[Opening Extracted information section]

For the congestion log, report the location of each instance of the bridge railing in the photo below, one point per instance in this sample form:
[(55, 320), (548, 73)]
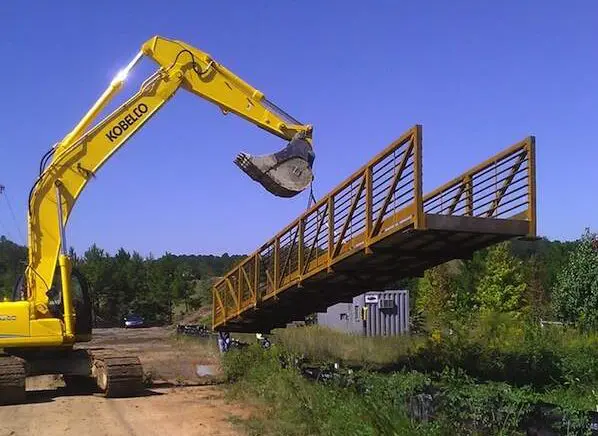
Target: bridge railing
[(381, 197), (501, 187)]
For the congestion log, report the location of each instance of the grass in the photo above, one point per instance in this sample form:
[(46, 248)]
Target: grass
[(486, 375), (293, 406), (322, 343)]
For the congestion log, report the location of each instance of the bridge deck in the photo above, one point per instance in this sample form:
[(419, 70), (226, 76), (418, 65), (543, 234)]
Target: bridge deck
[(376, 228)]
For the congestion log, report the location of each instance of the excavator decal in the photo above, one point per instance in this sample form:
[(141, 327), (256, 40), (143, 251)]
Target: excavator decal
[(127, 121)]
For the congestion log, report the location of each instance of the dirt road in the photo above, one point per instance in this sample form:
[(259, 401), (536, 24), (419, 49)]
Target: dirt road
[(166, 408)]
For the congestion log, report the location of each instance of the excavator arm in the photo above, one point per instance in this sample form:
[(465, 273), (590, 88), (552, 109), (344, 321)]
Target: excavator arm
[(68, 167)]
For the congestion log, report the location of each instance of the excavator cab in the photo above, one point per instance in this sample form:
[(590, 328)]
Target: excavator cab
[(81, 302), (285, 173)]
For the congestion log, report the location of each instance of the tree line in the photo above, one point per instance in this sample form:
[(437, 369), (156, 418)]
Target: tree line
[(540, 280), (127, 282)]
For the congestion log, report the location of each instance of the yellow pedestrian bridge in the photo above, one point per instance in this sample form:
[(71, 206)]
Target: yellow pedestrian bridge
[(377, 227)]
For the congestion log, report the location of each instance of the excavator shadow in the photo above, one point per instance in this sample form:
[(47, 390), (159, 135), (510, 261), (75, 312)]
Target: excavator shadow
[(50, 395)]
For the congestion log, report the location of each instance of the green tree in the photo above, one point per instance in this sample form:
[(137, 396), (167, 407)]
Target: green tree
[(501, 283), (575, 293), (434, 293)]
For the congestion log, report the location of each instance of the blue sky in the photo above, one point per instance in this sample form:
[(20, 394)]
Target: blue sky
[(477, 75)]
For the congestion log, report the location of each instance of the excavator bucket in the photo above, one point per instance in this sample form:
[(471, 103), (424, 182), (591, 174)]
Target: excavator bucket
[(285, 173)]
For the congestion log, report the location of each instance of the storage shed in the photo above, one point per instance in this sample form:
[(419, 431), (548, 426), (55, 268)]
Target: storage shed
[(374, 313)]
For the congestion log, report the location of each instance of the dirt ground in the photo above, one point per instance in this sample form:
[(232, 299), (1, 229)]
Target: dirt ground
[(179, 402)]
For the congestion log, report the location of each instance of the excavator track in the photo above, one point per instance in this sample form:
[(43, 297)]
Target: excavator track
[(12, 380), (117, 374)]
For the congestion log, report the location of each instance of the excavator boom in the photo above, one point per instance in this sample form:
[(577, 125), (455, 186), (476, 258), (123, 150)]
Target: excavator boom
[(77, 158), (48, 316)]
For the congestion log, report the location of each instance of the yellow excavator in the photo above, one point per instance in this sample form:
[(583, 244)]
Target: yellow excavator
[(51, 308)]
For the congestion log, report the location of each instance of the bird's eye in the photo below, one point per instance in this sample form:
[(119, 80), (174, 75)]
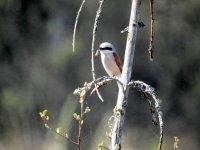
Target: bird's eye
[(106, 48)]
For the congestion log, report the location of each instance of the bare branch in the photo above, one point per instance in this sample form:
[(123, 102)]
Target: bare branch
[(93, 42), (151, 45), (101, 80), (149, 92), (75, 25), (125, 78), (60, 134)]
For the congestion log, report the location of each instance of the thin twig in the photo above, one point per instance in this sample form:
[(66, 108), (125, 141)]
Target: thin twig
[(93, 42), (150, 93), (100, 80), (151, 45), (75, 25), (60, 134), (119, 113)]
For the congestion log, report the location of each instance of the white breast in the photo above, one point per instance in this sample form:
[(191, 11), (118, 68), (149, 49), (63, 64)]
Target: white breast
[(109, 64)]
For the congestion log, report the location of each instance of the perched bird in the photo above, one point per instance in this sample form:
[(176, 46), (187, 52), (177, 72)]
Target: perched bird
[(110, 59)]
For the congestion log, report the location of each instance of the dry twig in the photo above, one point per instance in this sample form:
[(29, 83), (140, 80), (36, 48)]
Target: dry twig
[(151, 45), (149, 92), (75, 25), (93, 42)]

[Closing Extracted information section]

**The task:** Repeat the listing in full and exactly. Do not include any images.

**Written response:**
For the congestion log, report the location of each instance of the bridge railing in the photo below, one point per instance in this sample form:
[(55, 320), (548, 73)]
Target: bridge railing
[(381, 197), (501, 187)]
For the congestion log, report the location of each instance of the grass in the photo above, one point per instance in this sample form:
[(46, 248)]
Target: grass
[(486, 375), (293, 406), (322, 343)]
For the congestion log, report the location of each instance of the bridge deck in the photo above, one point per instance in this sample form:
[(419, 70), (226, 76), (418, 65), (543, 234)]
Target: bridge deck
[(376, 228)]
For the congestion log, report the location of each instance of the excavator decal in the photo above, one point per instance in this sample form:
[(141, 327), (256, 40), (143, 251)]
Target: excavator decal
[(127, 121)]
For the congestion log, report the location of each instance of the dirt road in the photo above, one point per instance in this sample form:
[(259, 401), (536, 24), (419, 49)]
Target: dirt road
[(166, 408)]
For the congestion log, report the location of each instance of the excavator arm in the photo above, one point per instance in this sample form:
[(465, 273), (590, 88), (552, 109), (344, 321)]
Target: excavator arm
[(68, 167)]
For the congestion log, report the location of each instance of the excavator cab in the photo above, one point per instance in this sample form:
[(590, 328)]
Target: excavator cab
[(81, 302), (285, 173)]
For the congestion log, report the location of each instance of the tree line in the photo above, one point per instance in this sample form:
[(437, 369), (156, 418)]
Target: tree line
[(540, 280), (127, 282)]
For the congestion log, report the location of each instance of the yellow pedestrian bridge in the photo above, one point per instance in this sample form:
[(71, 206)]
Target: yellow pedestrian bridge
[(377, 227)]
For the congestion log, report the location of each instance of the excavator shadow in the photo above, one point per instance in this sample form:
[(47, 390), (159, 135), (510, 261), (75, 312)]
Target: excavator shadow
[(50, 395)]
For the congestion log, report the location of each instance of the green tree in the photo above, one point per instance in this sample form:
[(137, 396), (167, 407)]
Target: green tree
[(501, 283), (575, 293), (434, 293)]
For the congestion log, report the location of each instance of the blue sky in the photo above, one point per instance in this sample form:
[(20, 394)]
Target: blue sky
[(477, 75)]
For the congestion log, report the location of each instance of the excavator bucket in the photo above, one point per instance in this sample form:
[(471, 103), (424, 182), (591, 174)]
Target: excavator bucket
[(285, 173)]
For the congestion log, report the location of each instance of the storage shed in the photo above, one point per instance in this sample form:
[(419, 431), (548, 426), (55, 268)]
Target: storage shed
[(374, 313)]
For the congestion log, report the location of each instance of the dirt ground in the photo above, one point per instance in this sample form:
[(232, 299), (1, 229)]
Target: dirt ground
[(179, 402)]
For the congestion log, report the location of each instance of the excavator track in the photo above, one point per instance in this sample form:
[(43, 297)]
Target: excavator track
[(12, 380), (117, 374)]
For the congestion log, report the location of each instance of the excavator boom in the photo above, one point per instance in this sample form:
[(577, 125), (455, 186), (476, 258), (123, 150)]
Target: excavator boom
[(77, 158), (48, 316)]
For the congestion log, report the location of each instance of the yellow excavator in the photo above, one point per instance in this sample form:
[(583, 244)]
Target: yellow excavator
[(51, 308)]
For the congestion log, report the location of each instance of the bird's eye in the photo below, one point per instance in this sample form:
[(119, 80), (174, 75)]
Target: bird's eye
[(106, 48)]
For the congestion log, report the location of each instance of the bare branch in the photo above, one point per instance in this sample form:
[(123, 102)]
Target: bare branch
[(93, 42), (151, 45), (101, 80), (149, 92), (75, 25), (125, 78), (60, 134)]
For the congestion log, report the location of each instance of the thin twig in the photo above, one point per instance in this sample form:
[(66, 108), (125, 141)]
Target: thin twig
[(93, 42), (150, 93), (100, 80), (151, 45), (75, 25), (60, 134), (119, 113)]
For the congestion log, report the location of each instance of the white breast in the photo above, one point per instance in this sample form:
[(191, 11), (118, 68), (149, 49), (63, 64)]
Target: white breast
[(109, 64)]
For the congestion log, report the location of each instance of the perched bird in the photo above, one point per instance in this sample form:
[(176, 46), (187, 52), (177, 72)]
Target: perched bird
[(110, 59)]
For the congestion log, report the location of each instance of the dry twig in the photo above, one point per instance in this sample form:
[(29, 83), (140, 80), (36, 48)]
Target: dry twig
[(151, 45), (149, 92), (75, 25), (93, 42)]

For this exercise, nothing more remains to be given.